* WHAT YOU ARE ASKED TO DO *
Switch every "Trace" in the listing below to "Draw" and write the listing out again with everything else unchanged. Leave the pictures out.

* THE RECORDS *
○ ○ ○ ○ ○

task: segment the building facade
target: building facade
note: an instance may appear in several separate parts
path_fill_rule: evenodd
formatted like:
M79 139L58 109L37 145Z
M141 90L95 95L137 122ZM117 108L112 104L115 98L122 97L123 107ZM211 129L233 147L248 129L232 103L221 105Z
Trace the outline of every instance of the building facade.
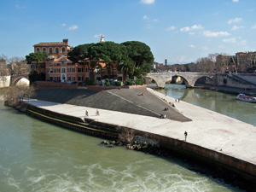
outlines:
M92 63L87 58L74 63L67 58L69 51L72 51L72 48L68 44L68 39L37 44L34 45L34 52L46 52L49 56L44 62L33 62L31 68L38 73L44 73L46 81L72 83L90 80L94 84L100 84L106 79L122 81L123 73L118 71L118 63L106 63L102 60Z

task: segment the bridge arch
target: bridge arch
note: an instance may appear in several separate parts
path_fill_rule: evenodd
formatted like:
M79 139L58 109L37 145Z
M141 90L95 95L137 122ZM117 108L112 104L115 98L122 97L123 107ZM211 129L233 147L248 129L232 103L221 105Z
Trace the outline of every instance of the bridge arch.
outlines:
M203 77L212 79L216 76L215 73L148 73L146 77L154 79L160 88L165 88L166 82L172 77L177 76L183 79L186 87L194 87L195 82Z

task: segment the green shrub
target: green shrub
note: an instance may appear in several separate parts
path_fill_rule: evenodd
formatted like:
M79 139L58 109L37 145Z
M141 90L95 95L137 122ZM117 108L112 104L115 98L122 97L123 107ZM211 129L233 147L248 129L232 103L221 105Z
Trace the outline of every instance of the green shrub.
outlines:
M114 82L114 84L115 84L116 86L121 86L121 82L120 82L120 81L115 81L115 82Z
M143 79L141 79L141 78L137 79L136 79L136 84L140 84L140 85L144 84L144 80L143 80Z
M92 80L85 80L84 81L86 85L93 85L93 81Z
M127 85L132 85L132 84L133 84L133 80L131 79L128 79L126 80L126 84L127 84Z
M106 86L110 86L110 82L109 82L109 79L106 79Z

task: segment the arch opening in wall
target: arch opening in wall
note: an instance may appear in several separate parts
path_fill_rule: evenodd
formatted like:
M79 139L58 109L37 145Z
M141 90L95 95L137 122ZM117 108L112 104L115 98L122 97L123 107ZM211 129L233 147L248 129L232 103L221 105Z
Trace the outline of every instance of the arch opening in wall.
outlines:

○ ○ ○ ○ ○

* ANSWER *
task: segment the building facade
target: building facade
note: an instance may appear in several separate parts
path_fill_rule: evenodd
formatted like:
M79 139L58 109L37 145Z
M141 90L95 95L137 122ZM117 108L112 104L115 98L122 97L123 107ZM211 129L233 147L248 129L232 103L221 105Z
Draw the outline of every instance of the building facade.
outlines:
M92 63L87 58L74 63L67 58L69 51L72 51L72 48L68 44L68 39L37 44L34 45L34 52L46 52L49 56L44 62L33 62L31 68L38 73L44 73L46 81L72 83L90 80L94 84L100 84L106 79L122 81L123 73L118 71L118 63L106 63L102 60Z

task: segment the bridge arch
target: bridge arch
note: an instance may appear in several separate parts
path_fill_rule: evenodd
formatted like:
M79 139L58 109L37 145Z
M141 90L95 95L137 122ZM117 108L112 104L115 98L122 97L123 107ZM211 129L233 147L248 129L232 103L221 105Z
Draw the outline of every instance of the bridge arch.
outlines:
M203 77L212 79L216 76L215 73L148 73L146 77L154 79L160 88L165 88L166 82L172 77L177 76L183 79L186 87L194 87L195 82Z

task: segment the green shrub
target: green shrub
note: an instance may appear in several separate parts
path_fill_rule: evenodd
formatted like:
M79 139L58 109L37 145Z
M141 90L95 95L137 122ZM117 108L112 104L115 98L122 97L123 107ZM211 129L233 147L248 129L232 103L221 105Z
Draw the outline of every instance of the green shrub.
outlines:
M114 82L114 84L115 84L116 86L121 86L121 82L120 82L120 81L115 81L115 82Z
M143 79L141 79L141 78L137 79L136 79L136 84L140 84L140 85L144 84L144 80L143 80Z
M92 80L85 80L84 81L86 85L93 85L93 81Z
M127 85L132 85L132 84L133 84L133 80L131 79L128 79L126 80L126 84L127 84Z
M106 86L110 86L110 82L109 82L109 79L106 79Z

task: segment the arch opening in wall
target: arch opening in wall
note: an instance may appear in several separate parts
path_fill_rule: evenodd
formatted like:
M79 139L58 109L37 145Z
M141 90L95 95L137 122ZM117 108L112 104L115 98L122 97L123 107ZM211 129L233 147L248 129L232 103L221 105Z
Draw the outline of every instance of the arch opening in wall.
outlines:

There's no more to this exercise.